◆ GIVEN INSTRUCTION: Present every line of the rows below as a Markdown table with two columns, No. for the line number and Line for its text, and skip any blank lines. Do not include the pictures.

◆ INPUT DATA:

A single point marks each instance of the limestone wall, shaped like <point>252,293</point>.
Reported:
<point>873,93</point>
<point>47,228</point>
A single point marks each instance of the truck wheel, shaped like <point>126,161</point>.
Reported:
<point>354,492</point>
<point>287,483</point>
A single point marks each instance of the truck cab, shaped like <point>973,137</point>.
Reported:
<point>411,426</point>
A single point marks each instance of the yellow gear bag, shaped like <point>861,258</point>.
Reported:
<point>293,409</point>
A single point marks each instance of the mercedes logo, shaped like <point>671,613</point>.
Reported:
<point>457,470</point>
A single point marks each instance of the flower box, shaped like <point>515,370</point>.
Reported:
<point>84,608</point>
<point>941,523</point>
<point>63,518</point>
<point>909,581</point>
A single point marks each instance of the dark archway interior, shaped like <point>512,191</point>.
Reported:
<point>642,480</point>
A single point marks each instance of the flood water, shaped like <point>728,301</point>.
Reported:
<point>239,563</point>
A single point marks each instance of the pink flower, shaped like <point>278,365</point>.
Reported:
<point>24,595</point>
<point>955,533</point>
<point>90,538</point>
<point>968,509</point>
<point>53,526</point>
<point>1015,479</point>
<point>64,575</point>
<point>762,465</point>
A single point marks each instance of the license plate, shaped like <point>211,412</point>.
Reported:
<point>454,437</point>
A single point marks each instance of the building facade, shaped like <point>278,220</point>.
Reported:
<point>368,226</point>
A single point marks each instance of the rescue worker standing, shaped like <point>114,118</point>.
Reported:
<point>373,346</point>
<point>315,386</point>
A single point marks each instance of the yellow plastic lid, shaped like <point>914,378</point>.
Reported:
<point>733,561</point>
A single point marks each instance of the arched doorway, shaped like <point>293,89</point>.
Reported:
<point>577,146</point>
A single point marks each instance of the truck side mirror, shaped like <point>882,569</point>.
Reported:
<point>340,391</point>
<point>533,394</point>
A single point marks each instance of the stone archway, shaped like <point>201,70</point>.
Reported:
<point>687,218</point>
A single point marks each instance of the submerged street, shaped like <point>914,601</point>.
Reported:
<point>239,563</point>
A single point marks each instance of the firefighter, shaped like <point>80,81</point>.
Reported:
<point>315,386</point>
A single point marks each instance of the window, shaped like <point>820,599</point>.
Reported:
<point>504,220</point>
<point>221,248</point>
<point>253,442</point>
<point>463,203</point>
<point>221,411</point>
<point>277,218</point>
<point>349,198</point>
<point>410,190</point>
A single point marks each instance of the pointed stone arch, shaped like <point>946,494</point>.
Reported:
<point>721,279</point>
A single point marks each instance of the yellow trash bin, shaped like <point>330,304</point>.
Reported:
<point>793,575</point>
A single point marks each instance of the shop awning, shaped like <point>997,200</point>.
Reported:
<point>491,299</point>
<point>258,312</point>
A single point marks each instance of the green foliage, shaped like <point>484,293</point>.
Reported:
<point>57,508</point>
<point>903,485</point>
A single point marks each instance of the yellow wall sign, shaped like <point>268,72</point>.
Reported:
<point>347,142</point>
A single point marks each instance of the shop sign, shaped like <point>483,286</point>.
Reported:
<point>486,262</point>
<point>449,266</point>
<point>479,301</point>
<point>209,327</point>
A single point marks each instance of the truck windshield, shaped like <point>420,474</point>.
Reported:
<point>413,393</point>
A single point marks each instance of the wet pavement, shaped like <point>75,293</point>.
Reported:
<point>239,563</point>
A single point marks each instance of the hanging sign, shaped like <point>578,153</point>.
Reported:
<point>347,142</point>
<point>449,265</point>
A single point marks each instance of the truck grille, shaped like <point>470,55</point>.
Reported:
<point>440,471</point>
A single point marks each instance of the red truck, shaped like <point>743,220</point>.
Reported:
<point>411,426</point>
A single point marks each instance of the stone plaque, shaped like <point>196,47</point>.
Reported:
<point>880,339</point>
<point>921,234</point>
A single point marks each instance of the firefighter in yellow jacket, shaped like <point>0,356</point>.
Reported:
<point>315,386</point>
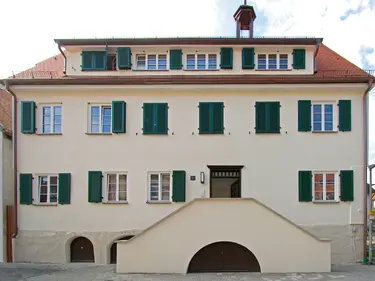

◆ COMPLETED EXERCISE:
| No. | Line |
|---|---|
| 1 | A single point marks each instance of the limestone wall, shaped like <point>252,293</point>. |
| 2 | Reported: |
| 3 | <point>873,93</point> |
| 4 | <point>47,228</point> |
| 5 | A single point marks each instance of the truck wheel, shaped like <point>126,161</point>. |
| 6 | Reported: |
| 7 | <point>354,492</point> |
| 8 | <point>287,483</point> |
| 9 | A single point marks each instance of the truck cab, shaped like <point>973,137</point>. |
| 10 | Reported: |
| 11 | <point>411,426</point> |
| 12 | A single point marks each instance of the yellow gear bag, shaped like <point>861,258</point>. |
| 13 | Reported: |
| 14 | <point>293,409</point> |
| 15 | A single point marks each instance of the mercedes logo, shaped like <point>671,613</point>. |
| 16 | Reported: |
| 17 | <point>457,470</point> |
| 18 | A single point marks each instance of the flower box, shaped like <point>515,370</point>. |
| 19 | Reported: |
| 20 | <point>84,608</point> |
| 21 | <point>941,523</point> |
| 22 | <point>63,518</point> |
| 23 | <point>909,581</point> |
| 24 | A single point marks each instance of the dark archway interior, shaped like <point>512,191</point>. |
| 25 | Reported: |
| 26 | <point>642,480</point> |
| 27 | A single point marks each instance of the flood water, shaped like <point>728,301</point>. |
| 28 | Reported: |
| 29 | <point>239,563</point> |
| 30 | A single point marks each instance of the pink flower, shaped like <point>278,365</point>. |
| 31 | Reported: |
| 32 | <point>24,595</point> |
| 33 | <point>955,533</point> |
| 34 | <point>90,538</point> |
| 35 | <point>968,509</point> |
| 36 | <point>53,526</point> |
| 37 | <point>1015,479</point> |
| 38 | <point>64,575</point> |
| 39 | <point>762,465</point> |
| 40 | A single point marks each instance of the license plate, shaped like <point>211,412</point>. |
| 41 | Reported: |
| 42 | <point>454,437</point> |
| 43 | A single point marks each instance of the building facade, shaped like <point>278,220</point>. |
| 44 | Reported: |
| 45 | <point>368,226</point> |
| 46 | A single point marks each instance of the rescue worker standing, shaped like <point>114,118</point>. |
| 47 | Reported: |
| 48 | <point>373,346</point> |
| 49 | <point>315,386</point> |
| 50 | A single point marks each instance of the yellow plastic lid, shaped like <point>914,378</point>. |
| 51 | Reported: |
| 52 | <point>733,561</point> |
| 53 | A single point marks each instance of the arched doorway, shaped like <point>293,89</point>. |
| 54 | Reported: |
| 55 | <point>577,146</point> |
| 56 | A single point marks each instance of the truck side mirror, shaped like <point>882,569</point>. |
| 57 | Reported: |
| 58 | <point>340,391</point> |
| 59 | <point>533,394</point> |
| 60 | A single point marks each instance of the stone archway, shaped like <point>201,70</point>. |
| 61 | Reported: |
| 62 | <point>687,218</point> |
| 63 | A single point marks each instance of the submerged street, shaped like <point>914,601</point>. |
| 64 | Reported: |
| 65 | <point>239,563</point> |
| 66 | A single point marks each instance of the firefighter, shaped like <point>80,81</point>. |
| 67 | Reported: |
| 68 | <point>315,386</point> |
| 69 | A single point marks each instance of the window, shaped like <point>820,599</point>. |
| 70 | Reported: |
| 71 | <point>504,220</point> |
| 72 | <point>221,248</point> |
| 73 | <point>253,442</point> |
| 74 | <point>463,203</point> |
| 75 | <point>221,411</point> |
| 76 | <point>277,218</point> |
| 77 | <point>349,198</point> |
| 78 | <point>410,190</point> |
| 79 | A single point marks each instance of the pointed stone arch, shaped like <point>946,494</point>. |
| 80 | Reported: |
| 81 | <point>721,279</point> |
| 82 | A single point marks each instance of the yellow trash bin, shaped like <point>330,304</point>. |
| 83 | Reported: |
| 84 | <point>793,575</point> |
| 85 | A single point marks each instance of the shop awning, shaped like <point>997,200</point>. |
| 86 | Reported: |
| 87 | <point>491,299</point> |
| 88 | <point>258,312</point> |
| 89 | A single point marks each instance of the green foliage, shaped like <point>484,293</point>. |
| 90 | Reported: |
| 91 | <point>57,508</point> |
| 92 | <point>903,485</point> |
| 93 | A single point marks each instance of the yellow wall sign, shaped like <point>268,72</point>. |
| 94 | Reported: |
| 95 | <point>347,142</point> |
| 96 | A single point marks each instance of the shop sign, shaped like <point>483,286</point>. |
| 97 | Reported: |
| 98 | <point>486,262</point> |
| 99 | <point>449,266</point> |
| 100 | <point>479,301</point> |
| 101 | <point>209,327</point> |
| 102 | A single point marks each instance of the truck windshield, shaped like <point>420,474</point>. |
| 103 | Reported: |
| 104 | <point>413,393</point> |
| 105 | A single point marks each instance of the wet pavement, shaped like <point>75,293</point>. |
| 106 | Reported: |
| 107 | <point>239,563</point> |
| 108 | A single point marks each instance of the hanging sign, shaped like <point>578,153</point>. |
| 109 | Reported: |
| 110 | <point>347,142</point> |
| 111 | <point>449,265</point> |
| 112 | A single point marks each instance of the truck grille, shaped like <point>470,55</point>. |
| 113 | Reported: |
| 114 | <point>440,471</point> |
| 115 | A single point marks each instance of the red truck, shaped like <point>743,220</point>. |
| 116 | Reported: |
| 117 | <point>411,426</point> |
| 118 | A single point marks each instance of the stone plaque, shaped like <point>196,47</point>. |
| 119 | Reported: |
| 120 | <point>880,339</point> |
| 121 | <point>921,234</point> |
| 122 | A single point marks each instance of the firefighter in yellow jacket, shaped like <point>0,356</point>. |
| 123 | Reported: |
| 124 | <point>315,386</point> |